CHALLENGE
Copy the data below verbatim, beginning at the line that contains "indicate the pennant" and continuing through the last line of the data.

RECORDS FOR THE TASK
* * * * * * *

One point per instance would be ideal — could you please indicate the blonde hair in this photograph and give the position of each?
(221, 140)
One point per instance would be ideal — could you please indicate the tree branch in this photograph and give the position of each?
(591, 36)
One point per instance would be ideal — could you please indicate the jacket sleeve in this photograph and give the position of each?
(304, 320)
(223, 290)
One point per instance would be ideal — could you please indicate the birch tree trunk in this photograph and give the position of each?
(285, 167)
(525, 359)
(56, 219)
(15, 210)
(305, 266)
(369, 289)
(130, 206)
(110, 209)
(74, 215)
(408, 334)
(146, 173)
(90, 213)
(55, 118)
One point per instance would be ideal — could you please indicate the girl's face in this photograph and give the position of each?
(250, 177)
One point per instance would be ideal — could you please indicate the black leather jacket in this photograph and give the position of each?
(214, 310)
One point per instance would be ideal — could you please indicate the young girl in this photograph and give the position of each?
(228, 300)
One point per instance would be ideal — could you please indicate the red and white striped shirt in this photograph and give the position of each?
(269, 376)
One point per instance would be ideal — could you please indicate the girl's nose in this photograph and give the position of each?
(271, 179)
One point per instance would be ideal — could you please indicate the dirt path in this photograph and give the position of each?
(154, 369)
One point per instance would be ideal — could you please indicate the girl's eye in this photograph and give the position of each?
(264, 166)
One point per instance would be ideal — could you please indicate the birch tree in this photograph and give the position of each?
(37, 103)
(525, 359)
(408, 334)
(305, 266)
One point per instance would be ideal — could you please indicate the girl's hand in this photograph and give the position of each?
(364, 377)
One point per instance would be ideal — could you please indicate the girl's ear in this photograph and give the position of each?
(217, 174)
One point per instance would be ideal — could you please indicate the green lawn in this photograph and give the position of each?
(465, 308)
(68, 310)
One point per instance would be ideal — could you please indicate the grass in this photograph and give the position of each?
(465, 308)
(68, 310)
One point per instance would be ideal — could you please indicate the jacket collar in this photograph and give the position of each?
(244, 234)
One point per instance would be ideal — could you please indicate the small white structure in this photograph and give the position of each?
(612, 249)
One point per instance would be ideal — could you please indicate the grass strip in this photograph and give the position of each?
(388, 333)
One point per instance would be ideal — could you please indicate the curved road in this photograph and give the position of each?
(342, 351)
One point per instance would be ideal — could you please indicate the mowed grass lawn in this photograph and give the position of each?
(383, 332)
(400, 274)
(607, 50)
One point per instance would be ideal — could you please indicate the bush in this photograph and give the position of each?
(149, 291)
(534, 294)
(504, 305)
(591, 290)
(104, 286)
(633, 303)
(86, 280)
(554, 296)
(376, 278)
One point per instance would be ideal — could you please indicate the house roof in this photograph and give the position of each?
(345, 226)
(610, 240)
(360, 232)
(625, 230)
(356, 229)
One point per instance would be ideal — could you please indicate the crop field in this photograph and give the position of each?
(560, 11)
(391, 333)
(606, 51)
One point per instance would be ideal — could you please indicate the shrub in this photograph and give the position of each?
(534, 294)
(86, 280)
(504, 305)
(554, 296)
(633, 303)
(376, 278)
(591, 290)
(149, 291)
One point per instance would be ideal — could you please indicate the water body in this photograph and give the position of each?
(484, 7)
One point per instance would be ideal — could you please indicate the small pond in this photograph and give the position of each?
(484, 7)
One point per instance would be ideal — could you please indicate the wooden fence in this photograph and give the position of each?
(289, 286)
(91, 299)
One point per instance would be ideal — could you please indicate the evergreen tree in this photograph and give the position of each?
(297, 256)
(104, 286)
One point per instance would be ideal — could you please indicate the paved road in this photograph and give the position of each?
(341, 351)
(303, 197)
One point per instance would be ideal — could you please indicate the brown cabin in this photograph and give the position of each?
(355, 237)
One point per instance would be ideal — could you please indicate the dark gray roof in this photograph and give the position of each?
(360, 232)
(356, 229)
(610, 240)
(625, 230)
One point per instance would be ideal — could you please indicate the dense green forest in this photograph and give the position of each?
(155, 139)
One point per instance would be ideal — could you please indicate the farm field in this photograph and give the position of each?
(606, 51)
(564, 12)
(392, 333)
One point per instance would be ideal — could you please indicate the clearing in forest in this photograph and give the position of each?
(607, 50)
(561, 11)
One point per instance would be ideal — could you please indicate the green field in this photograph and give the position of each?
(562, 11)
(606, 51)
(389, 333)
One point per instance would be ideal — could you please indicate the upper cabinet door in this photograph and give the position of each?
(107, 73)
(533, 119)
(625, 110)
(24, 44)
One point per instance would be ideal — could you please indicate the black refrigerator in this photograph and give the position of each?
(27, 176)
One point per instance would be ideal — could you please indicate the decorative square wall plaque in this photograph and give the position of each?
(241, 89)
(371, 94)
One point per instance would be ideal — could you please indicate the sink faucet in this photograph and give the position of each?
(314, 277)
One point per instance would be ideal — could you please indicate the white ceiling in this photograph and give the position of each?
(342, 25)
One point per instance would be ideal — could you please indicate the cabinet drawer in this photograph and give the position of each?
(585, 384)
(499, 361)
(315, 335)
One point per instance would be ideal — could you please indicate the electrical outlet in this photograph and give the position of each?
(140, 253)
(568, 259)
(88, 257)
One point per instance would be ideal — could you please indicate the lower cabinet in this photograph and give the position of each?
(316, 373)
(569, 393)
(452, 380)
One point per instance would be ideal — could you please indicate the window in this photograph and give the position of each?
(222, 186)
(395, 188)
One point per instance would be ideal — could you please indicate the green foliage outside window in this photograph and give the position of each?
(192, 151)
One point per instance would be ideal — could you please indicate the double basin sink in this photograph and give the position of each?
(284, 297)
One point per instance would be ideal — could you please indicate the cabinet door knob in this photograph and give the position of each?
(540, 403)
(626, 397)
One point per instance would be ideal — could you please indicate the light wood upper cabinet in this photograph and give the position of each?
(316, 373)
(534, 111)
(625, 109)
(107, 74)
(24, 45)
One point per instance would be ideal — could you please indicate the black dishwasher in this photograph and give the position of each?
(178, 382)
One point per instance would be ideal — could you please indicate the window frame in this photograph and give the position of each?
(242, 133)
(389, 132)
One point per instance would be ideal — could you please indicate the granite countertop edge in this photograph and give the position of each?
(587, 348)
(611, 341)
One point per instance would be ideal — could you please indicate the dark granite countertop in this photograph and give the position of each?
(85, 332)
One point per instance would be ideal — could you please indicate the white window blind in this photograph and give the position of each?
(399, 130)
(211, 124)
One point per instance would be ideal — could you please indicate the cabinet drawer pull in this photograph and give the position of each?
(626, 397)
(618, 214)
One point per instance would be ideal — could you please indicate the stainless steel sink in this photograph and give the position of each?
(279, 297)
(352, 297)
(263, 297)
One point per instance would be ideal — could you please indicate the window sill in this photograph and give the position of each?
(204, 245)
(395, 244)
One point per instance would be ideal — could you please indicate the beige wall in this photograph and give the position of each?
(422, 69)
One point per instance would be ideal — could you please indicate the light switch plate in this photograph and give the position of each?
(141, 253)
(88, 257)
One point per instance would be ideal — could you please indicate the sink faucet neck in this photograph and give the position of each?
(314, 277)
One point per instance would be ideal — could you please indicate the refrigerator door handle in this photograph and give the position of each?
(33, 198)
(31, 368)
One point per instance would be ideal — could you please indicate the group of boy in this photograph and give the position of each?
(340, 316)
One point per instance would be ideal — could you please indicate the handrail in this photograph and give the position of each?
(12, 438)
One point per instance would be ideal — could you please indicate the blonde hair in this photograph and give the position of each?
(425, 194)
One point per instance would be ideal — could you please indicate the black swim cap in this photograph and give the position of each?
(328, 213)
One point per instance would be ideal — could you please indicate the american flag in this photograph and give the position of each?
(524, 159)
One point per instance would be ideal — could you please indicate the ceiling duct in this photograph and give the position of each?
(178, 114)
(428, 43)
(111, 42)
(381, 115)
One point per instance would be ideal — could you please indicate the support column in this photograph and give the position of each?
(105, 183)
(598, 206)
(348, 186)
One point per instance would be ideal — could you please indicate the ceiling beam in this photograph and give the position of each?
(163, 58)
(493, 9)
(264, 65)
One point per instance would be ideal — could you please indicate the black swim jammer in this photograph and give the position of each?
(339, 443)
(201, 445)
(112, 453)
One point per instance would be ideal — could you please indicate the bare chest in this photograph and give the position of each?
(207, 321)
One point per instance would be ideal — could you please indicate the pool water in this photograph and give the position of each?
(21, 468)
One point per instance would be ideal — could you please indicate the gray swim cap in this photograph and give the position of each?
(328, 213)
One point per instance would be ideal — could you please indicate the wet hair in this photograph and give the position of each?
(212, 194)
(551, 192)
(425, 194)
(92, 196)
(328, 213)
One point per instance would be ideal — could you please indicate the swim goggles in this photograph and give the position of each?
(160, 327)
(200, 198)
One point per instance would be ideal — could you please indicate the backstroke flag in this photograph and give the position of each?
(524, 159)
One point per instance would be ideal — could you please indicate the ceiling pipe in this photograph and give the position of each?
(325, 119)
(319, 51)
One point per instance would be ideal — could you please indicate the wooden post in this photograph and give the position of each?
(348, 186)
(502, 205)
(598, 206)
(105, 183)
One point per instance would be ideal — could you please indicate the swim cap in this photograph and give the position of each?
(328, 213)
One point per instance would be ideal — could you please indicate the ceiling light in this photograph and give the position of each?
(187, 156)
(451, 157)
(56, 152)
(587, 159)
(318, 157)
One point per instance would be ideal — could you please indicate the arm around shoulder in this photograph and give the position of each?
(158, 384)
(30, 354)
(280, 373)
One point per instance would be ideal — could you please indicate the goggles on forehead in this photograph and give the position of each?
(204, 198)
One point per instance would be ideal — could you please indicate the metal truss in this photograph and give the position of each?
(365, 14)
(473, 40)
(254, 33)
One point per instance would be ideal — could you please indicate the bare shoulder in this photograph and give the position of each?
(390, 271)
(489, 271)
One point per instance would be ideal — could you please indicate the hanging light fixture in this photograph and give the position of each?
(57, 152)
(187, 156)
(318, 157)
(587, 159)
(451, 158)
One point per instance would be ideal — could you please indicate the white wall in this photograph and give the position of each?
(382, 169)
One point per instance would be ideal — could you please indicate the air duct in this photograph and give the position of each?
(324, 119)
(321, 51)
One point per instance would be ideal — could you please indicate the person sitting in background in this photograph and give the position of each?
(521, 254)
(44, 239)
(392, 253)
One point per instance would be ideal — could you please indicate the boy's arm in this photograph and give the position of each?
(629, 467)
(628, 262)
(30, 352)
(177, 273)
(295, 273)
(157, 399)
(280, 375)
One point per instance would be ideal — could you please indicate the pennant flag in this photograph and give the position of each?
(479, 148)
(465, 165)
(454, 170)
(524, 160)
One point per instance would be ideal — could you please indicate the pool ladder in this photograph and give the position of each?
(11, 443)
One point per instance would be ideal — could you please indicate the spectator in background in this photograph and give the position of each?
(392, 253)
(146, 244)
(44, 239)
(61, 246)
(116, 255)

* * * * * * *

FULL ANSWER
One point per instance would be ideal — could you please indicate the pennant flag in this photograph and give the position of each?
(479, 148)
(465, 165)
(454, 170)
(524, 160)
One point per instance would be ideal — could you please indicate the pool ladder in this photograph and give the position of each?
(11, 443)
One point per instance would be ideal — could you please indicate the spectator in background in this photograph and give the position of each?
(392, 253)
(146, 244)
(44, 239)
(61, 246)
(116, 255)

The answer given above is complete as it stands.